##### Документ

Скорее, немного странно. После десяти лет подряд, когда мой проект оказывался на первой, второй, третьей строчках рейтинга, вдруг оказаться вне десятки лидеров было несколько непривычно, но, думаю, пришло время отойти в сторону и дать возможность новому поколению проявить себя. Я говорил об этом с Жоаном Рока буквально пару недель назад. Мы обсуждали с ним, насколько это важно – предоставить возможность оказаться в числе лидеров другим. Возможно, Мауро Колагреко в этом году был бы номером один и без ухода Osteria Francescana в «зал славы», кто знает. Дело в том, что все мы любим соревновательный момент и нам важно побеждать. Ну а я в очередной раз оказался первым в топ-50 Италии. Так что все окей! Мне и Жоану за пятьдесят, 55 и 57, если точнее, и это нормально – оставаться лидерами отрасли, но помимо побед класть в копилку жизненного опыта что-то еще. Мой проект Refettorio Ambrosiano (инициатива Массимо Боттуры, направленная на повышение осведомленности о проблемах пищевых отходов и социальной изоляции. В рамках проекта создаются социальные столовые для малоимущих. – Прим. ред.) растет и развивается. Недавно мы подписали соглашение с пастором из Нью-Йорка: нам предоставляют площадку в историческом центре города. Будем строить проект и в Монреале, Канаде, и в Мексике. Взрывной рост! А ООН стала глобальным партнером этого проекта… И это лишь малая часть моего бизнеса. Вскоре мы открываем Gucci Osteria на Родео-драйв в Беверли-Хилз. И наконец, вместе с партнерами – компаниями Ferrari и Maserati – мы вместе открываем ресторан Il Cavallino в Маранелло.
Интересно, что российские шефы говорят, что им не так важно попадать в рейтинг: «мы не про рейтинги, мы про идею». А вот западные шефы, напротив, признаются, что призовые места, безусловно, тешат их самолюбие… Как думаете, можно устать от признания?
Они так говорят, потому что редко попадают в рейтинги. (Смеется.) Победа важна не только для повара, но и для всей команды. Три мишленовские звезды – это большая заслуга, это престиж и почет, это значимо во всем мире. Попадание в топ-50 важно для бизнеса, но это также хорошо и для команды – мотивирует, сплачивает, обеспечивает необходимую целостность проекту!
Можно ли сказать, что в Osteria Francescana вы продолжаете традиции итальянской кухни – или же, напротив, видите своей задачей привнести новое в классические рецептуры?
Моя кухня – итальянская, но преломленная через призму современного мышления. Я смотрю на свое прошлое, свою историю, но без ностальгии, а критично. Кухня моей бабушки, безусловно, лучше, чем моя. Но чтобы ее традиции жили, их нужно раздробить, профильтровать и собрать заново в современном виде. Задача – привнести лучшее из прошлого в кухню будущего. Сегодня стиль жизни совсем не такой, как 50 лет назад, а значит, и кухня не может оставаться без изменений. Чтобы принести лучшее из прошлого в будущее, нельзя только ностальгировать.

##########
##### Фрагменты данных

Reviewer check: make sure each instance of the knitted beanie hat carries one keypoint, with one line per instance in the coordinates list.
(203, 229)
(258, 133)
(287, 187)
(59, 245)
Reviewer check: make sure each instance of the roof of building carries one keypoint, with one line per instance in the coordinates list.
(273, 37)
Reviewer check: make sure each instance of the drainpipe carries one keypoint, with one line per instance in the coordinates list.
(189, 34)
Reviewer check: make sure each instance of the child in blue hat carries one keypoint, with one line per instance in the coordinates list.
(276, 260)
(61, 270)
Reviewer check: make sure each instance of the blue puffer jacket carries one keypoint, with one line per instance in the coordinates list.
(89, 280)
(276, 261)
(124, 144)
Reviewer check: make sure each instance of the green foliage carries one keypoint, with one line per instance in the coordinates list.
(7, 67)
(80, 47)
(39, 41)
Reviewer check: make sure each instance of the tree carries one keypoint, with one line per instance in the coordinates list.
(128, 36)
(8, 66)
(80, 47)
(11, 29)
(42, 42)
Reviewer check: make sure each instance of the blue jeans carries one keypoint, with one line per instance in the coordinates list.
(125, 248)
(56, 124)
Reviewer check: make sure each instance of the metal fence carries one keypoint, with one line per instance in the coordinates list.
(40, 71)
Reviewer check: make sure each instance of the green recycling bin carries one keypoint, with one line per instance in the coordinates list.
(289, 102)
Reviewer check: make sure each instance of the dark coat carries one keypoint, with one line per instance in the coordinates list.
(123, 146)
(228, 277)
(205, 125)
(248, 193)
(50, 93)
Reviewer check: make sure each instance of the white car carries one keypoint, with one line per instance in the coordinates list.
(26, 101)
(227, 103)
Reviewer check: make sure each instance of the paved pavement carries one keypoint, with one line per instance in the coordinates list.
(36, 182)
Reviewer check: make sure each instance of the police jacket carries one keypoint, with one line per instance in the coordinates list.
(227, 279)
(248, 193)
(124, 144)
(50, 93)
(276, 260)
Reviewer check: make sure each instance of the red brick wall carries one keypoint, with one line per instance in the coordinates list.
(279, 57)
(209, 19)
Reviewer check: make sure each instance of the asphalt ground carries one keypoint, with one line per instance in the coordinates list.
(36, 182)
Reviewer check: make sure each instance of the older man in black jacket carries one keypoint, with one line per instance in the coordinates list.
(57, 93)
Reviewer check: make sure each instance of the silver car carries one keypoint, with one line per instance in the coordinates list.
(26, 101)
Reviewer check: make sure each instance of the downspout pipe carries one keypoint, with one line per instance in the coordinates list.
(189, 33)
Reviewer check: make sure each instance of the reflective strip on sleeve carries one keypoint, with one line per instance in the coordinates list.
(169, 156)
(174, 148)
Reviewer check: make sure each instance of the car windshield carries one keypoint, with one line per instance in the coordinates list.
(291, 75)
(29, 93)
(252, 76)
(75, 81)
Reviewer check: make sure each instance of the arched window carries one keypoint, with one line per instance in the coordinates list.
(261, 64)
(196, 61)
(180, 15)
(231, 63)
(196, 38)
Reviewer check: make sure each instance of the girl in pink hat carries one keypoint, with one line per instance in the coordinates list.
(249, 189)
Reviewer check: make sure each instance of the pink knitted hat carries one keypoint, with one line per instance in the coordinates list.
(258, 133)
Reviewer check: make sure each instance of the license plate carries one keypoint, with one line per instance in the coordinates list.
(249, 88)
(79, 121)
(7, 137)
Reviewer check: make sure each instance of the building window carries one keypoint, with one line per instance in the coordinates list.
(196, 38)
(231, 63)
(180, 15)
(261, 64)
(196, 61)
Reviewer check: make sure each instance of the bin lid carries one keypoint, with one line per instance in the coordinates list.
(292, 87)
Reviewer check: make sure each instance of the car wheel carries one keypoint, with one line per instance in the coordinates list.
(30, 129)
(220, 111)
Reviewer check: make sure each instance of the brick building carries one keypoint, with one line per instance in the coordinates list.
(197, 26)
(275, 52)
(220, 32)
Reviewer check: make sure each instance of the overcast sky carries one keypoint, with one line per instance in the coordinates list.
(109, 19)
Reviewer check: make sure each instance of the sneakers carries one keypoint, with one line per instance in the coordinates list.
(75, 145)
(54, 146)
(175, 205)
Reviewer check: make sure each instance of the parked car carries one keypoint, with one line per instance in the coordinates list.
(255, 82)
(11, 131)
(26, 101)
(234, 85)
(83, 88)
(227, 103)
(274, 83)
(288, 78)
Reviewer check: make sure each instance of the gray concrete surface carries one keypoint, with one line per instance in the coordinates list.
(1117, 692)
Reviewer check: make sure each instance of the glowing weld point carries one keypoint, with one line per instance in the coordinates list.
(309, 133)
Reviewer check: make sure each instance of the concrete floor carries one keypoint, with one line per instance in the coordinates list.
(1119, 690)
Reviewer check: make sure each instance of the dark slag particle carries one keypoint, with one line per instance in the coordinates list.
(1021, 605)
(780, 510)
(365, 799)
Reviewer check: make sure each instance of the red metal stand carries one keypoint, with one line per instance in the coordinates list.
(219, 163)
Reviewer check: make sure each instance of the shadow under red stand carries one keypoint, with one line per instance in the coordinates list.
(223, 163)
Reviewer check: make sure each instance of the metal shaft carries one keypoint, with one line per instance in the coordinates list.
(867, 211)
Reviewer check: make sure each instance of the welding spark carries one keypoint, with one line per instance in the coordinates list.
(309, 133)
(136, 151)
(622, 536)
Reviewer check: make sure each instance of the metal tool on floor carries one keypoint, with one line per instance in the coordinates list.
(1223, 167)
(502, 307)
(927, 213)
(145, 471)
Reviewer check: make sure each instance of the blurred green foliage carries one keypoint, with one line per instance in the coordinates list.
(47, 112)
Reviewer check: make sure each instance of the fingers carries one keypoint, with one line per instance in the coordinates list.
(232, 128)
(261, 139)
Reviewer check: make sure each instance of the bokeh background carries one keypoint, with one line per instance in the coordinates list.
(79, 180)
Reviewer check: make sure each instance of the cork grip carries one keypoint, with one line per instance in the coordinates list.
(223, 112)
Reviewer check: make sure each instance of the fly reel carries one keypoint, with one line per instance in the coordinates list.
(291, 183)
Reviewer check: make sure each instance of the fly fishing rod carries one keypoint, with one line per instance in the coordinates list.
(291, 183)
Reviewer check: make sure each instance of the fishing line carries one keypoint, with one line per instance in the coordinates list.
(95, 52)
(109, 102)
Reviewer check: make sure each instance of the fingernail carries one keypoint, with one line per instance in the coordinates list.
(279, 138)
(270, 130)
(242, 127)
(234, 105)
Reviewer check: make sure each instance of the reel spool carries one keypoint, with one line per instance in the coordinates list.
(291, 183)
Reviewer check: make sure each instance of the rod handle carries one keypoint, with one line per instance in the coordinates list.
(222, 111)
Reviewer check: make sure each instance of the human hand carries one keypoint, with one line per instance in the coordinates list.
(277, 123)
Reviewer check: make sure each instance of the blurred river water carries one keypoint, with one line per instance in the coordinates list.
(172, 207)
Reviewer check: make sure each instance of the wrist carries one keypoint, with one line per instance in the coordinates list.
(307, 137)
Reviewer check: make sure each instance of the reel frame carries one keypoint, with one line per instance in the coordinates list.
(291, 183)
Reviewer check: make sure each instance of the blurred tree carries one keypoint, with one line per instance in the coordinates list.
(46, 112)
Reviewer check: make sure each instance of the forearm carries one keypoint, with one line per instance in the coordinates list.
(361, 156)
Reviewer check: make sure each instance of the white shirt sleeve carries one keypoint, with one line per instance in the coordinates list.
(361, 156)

##########

:: Текст задания ::
Ответьте на вопросы по интервью, отметив ответы теми же буквами.
(а) С какими компаниями и в каком городе открывается ресторан Il Cavallino?
(б) Чем, по словам интервьюируемого, являются три мишленовские звезды?
(в) Как интервьюируемый смотрит на свое прошлое и свою историю?
Листинг для работы с интервью не требуется.

:: Выполненное задание ::
(а) С компаниями Ferrari и Maserati, в Маранелло.
(б) Большой заслугой, престижем и почетом, это значимо во всем мире.
(в) Без ностальгии, критично.